▶ EXERCISE DESCRIPTION
In the records below, find the line containing "the red eye"; copy exactly that line and all lines after it to the end, and nothing else.

======== DATASET RECORDS

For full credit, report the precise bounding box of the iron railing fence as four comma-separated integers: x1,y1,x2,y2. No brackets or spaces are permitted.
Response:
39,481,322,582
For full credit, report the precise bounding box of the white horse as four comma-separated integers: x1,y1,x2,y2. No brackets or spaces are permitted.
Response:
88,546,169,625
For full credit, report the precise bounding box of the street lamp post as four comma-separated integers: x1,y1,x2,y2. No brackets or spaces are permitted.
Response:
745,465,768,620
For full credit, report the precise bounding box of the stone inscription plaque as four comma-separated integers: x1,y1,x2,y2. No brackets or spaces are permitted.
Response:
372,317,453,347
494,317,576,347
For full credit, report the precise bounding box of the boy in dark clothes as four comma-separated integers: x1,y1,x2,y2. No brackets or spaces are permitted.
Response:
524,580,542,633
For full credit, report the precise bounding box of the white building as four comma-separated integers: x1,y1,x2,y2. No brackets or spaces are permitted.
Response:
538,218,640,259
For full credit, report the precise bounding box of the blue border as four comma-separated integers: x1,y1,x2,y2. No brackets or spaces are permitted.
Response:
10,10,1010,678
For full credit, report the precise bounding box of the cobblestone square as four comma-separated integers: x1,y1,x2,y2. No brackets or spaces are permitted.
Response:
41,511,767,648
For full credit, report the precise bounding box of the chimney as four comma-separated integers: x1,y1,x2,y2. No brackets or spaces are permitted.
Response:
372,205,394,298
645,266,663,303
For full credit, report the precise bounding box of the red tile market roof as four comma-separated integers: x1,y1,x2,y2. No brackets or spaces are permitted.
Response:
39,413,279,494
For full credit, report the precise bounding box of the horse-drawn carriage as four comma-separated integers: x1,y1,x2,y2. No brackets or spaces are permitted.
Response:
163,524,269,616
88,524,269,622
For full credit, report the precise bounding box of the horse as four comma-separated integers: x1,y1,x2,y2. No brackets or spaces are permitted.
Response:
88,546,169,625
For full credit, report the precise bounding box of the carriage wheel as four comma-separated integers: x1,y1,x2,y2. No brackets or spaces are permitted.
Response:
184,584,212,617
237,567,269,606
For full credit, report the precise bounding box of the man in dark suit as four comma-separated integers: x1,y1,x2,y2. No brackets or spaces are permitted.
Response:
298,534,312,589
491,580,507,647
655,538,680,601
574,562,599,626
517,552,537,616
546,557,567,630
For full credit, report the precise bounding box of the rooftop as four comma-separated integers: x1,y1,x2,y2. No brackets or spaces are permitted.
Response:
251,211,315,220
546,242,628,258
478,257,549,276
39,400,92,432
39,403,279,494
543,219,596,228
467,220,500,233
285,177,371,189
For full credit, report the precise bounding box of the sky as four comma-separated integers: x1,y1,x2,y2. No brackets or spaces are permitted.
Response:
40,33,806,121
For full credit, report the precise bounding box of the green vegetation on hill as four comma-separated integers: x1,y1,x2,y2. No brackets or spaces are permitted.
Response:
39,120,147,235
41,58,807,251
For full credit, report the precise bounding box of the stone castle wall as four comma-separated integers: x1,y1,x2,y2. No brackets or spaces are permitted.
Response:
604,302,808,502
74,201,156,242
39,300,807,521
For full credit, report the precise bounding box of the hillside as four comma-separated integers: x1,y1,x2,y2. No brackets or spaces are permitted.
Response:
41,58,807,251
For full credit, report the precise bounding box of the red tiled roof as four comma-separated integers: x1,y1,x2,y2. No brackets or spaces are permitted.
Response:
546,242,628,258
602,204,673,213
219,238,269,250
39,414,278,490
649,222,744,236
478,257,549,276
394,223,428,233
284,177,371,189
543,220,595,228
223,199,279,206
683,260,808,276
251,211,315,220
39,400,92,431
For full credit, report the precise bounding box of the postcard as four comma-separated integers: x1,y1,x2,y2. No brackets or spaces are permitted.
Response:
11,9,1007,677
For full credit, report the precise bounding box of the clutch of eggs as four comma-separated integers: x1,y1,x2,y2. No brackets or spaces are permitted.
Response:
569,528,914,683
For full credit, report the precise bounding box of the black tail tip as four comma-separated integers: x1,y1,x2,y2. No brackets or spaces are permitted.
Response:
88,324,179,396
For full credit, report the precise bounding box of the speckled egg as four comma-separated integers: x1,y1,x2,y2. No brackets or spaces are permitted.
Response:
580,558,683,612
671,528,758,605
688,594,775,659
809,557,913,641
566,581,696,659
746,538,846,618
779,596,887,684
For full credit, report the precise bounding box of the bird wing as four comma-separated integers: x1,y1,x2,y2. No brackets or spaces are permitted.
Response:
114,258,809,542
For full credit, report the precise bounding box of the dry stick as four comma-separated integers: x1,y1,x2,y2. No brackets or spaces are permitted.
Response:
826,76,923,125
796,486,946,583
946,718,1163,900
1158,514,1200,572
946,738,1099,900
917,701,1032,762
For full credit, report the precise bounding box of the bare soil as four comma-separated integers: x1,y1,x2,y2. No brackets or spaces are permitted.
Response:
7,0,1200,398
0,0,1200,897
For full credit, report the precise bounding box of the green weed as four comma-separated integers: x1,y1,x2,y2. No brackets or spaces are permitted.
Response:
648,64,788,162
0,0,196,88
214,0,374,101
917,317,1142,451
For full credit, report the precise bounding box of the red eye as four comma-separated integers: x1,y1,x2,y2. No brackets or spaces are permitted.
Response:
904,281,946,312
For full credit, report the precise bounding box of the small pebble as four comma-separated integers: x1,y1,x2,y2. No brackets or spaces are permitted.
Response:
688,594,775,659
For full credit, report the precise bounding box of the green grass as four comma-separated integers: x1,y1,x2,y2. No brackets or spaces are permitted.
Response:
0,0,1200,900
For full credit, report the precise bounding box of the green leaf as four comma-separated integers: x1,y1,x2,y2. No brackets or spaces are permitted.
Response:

================

▶ SOLUTION
For full credit, report the precise bounding box of the red eye as four comma-separated integers: x1,y1,x2,y2. No brackets or spaces are permitted.
Response:
904,281,946,312
For full credit, report the precise bounding box of the small pebble as four comma-separated integers: x1,y1,x2,y2. No brackets or spaces are permitted.
Response:
688,594,775,659
For full credit, report the precise bounding box of the green grass as four comma-separated integers: x1,y1,x2,y2. No brackets or spaces are permitted.
Response:
0,0,1200,900
For full credit, report the precise bounding box of the green leaf as four comma-separated integers: x1,y1,x2,y2. No brackets or spaces are permitted.
Response:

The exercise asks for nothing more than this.